> **Fragment tekstu**:
━━━━
Skandal w Kolonii: szpitale nie przyjęły zgwałconej 25-latki

Skandal w Kolonii: szpitale nie przyjęły zgwałconej 25-latki

Dodano:   /  Zmieniono: 
Skandal w Kolonii: szpitale nie przyjęły zgwałconej 25-latki (fot. sxc.hu) Źródło: FreeImages.com
25-latka, która prawdopodobnie straciła przytomność po tzw. "pigułkach gwałtu" i podejrzewała, że została zgwałcona, nie została przyjęta przez dwa szpitale w Kolonii prowadzone przez zakon sióstr celitek - podaje Deutsche Welle.
25-latka w grudniu 2012 roku bawiła się wieczorem w kolońskich klubach. Następnego dnia po południu obudziła się na ławce w parku w innej dzielnicy miasta. Wraz z matką udała się natychmiast na pogotowie. Dyżurna lekarka przyjęła pacjentkę i zaalarmowała policję.

Kobietę trzeba było poddać badaniu ginekologicznemu, jednak dwa szpitale do których próbowała zapisać ją lekarka pogotowia odmówiły jej przyjęcia. W szpitalach St-Vinzenz-Hospital i Heilig-Geist-Krankenhaus tłumaczono, że w przypadku gdy okazałoby się, że kobieta została zgwałcona, mogłaby zażądać przepisania jej tabletek wczesnoporonnych. Szpital musiałby wystawić jej receptę na taki preparat, a to w ocenie przedstawicieli tych placówek, jest nie do pogodzenia z etyką chrześcijańską.

Obydwa katolickie szpitale prowadzone są przez zakon sióstr celitek.
━━━━
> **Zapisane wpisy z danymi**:
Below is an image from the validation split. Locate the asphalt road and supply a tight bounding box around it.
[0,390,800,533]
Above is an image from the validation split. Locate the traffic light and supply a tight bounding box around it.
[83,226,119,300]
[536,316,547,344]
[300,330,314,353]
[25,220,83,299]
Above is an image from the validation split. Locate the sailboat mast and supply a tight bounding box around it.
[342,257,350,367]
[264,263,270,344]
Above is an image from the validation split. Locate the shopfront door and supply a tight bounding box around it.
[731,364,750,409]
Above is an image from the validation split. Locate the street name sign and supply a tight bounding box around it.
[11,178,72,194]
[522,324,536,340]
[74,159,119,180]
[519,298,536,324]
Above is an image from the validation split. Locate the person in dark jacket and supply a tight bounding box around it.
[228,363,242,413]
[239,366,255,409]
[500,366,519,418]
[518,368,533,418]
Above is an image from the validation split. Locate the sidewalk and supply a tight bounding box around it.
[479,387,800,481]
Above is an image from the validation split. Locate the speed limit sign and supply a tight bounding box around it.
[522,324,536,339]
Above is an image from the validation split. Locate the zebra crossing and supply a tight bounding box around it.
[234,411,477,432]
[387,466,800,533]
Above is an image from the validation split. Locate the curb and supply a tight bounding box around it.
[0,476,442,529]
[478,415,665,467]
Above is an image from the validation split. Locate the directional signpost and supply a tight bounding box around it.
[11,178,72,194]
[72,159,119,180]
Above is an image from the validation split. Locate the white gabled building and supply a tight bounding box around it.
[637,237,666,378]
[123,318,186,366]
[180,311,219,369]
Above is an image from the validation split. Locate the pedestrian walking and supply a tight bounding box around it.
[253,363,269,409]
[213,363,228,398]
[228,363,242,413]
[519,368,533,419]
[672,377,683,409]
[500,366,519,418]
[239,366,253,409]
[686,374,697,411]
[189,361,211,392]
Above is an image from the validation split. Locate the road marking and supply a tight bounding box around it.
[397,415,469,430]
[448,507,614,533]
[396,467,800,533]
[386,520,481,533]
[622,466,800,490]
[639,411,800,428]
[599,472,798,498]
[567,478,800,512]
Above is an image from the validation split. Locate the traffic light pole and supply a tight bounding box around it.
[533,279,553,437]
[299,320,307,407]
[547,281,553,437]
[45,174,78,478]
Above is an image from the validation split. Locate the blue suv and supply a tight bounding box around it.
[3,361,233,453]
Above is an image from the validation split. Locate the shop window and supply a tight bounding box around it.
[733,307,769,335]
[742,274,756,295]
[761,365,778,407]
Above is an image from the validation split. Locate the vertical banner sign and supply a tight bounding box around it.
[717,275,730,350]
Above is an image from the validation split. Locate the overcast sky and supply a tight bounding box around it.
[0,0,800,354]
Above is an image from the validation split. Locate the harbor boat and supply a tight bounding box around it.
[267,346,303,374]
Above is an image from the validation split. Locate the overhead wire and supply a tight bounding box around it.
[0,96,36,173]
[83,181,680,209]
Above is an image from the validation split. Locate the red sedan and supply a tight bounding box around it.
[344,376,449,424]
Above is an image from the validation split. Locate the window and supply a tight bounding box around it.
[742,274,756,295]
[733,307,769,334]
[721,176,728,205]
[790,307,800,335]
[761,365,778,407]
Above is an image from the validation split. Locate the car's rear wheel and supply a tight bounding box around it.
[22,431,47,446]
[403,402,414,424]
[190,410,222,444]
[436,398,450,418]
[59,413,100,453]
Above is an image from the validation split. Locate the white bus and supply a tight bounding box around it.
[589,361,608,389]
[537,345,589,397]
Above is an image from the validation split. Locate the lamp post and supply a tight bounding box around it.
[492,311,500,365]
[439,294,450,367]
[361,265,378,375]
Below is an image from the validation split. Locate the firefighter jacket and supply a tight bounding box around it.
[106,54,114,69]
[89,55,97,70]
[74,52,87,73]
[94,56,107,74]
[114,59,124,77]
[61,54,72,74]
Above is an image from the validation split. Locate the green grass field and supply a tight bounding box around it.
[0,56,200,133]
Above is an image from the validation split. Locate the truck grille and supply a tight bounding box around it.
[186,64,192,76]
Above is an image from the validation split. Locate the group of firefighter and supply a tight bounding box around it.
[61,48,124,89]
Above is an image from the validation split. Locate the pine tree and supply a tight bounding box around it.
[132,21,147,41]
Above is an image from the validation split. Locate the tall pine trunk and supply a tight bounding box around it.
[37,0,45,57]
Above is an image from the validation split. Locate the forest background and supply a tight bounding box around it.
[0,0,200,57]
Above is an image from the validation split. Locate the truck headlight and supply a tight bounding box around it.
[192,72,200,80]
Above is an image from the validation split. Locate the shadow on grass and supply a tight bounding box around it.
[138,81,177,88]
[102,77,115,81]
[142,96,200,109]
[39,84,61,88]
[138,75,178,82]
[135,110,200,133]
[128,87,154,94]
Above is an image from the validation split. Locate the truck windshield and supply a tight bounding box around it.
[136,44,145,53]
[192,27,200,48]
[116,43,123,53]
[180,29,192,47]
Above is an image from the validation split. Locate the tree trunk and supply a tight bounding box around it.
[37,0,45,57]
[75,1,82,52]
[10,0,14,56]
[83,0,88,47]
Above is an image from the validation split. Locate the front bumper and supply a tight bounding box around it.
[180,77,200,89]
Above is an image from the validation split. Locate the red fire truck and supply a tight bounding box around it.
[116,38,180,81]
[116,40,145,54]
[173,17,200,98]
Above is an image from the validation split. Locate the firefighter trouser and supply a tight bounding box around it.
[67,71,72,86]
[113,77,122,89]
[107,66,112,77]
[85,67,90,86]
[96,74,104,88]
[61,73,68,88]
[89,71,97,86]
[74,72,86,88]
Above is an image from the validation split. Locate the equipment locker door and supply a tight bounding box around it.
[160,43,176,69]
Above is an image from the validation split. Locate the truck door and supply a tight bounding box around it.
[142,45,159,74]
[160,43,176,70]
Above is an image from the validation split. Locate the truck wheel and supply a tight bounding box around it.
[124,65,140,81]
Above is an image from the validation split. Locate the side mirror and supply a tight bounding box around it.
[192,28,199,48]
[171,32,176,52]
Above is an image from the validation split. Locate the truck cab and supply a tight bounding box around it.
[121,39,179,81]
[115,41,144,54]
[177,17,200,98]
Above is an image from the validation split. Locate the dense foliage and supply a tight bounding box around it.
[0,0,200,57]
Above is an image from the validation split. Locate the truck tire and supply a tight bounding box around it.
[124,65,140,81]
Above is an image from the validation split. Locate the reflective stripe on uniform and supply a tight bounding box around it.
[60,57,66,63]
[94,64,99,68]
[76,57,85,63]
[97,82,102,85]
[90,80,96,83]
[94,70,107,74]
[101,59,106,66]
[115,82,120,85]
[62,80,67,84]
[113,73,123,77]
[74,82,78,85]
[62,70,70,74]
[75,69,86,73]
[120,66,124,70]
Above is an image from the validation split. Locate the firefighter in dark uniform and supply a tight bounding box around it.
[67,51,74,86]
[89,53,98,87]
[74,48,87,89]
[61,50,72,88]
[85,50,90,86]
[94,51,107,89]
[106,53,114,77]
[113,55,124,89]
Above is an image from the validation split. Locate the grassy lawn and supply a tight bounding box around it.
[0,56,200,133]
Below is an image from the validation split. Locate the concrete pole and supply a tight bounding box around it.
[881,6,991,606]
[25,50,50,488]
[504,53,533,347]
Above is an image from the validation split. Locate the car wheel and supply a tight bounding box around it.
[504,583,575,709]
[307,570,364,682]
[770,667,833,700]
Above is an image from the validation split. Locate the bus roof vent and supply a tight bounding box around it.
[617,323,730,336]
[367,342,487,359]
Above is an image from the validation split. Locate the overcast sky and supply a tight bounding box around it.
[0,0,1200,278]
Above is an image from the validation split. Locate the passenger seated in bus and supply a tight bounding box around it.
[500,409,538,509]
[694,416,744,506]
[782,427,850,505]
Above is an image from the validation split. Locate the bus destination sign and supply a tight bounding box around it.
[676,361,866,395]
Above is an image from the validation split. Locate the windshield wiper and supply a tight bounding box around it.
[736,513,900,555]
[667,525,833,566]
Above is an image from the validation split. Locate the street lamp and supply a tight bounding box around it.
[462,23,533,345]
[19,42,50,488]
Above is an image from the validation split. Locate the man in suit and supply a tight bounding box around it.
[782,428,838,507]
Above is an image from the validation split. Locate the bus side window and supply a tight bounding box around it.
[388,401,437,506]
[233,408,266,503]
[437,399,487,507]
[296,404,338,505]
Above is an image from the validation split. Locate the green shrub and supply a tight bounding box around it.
━━━━
> **Polecenie**:
Odpowiedz krótko na pytania do artykułu o szpitalach w Kolonii:
1. Gdzie 25-latka obudziła się następnego dnia po południu?
2. Jak nazywają się dwa szpitale, które nie przyjęły kobiety?
3. Kto prowadzi oba te szpitale?

> **Odpowiedź**:
1. Na ławce w parku w innej dzielnicy miasta.
2. St-Vinzenz-Hospital i Heilig-Geist-Krankenhaus.
3. Zakon sióstr celitek.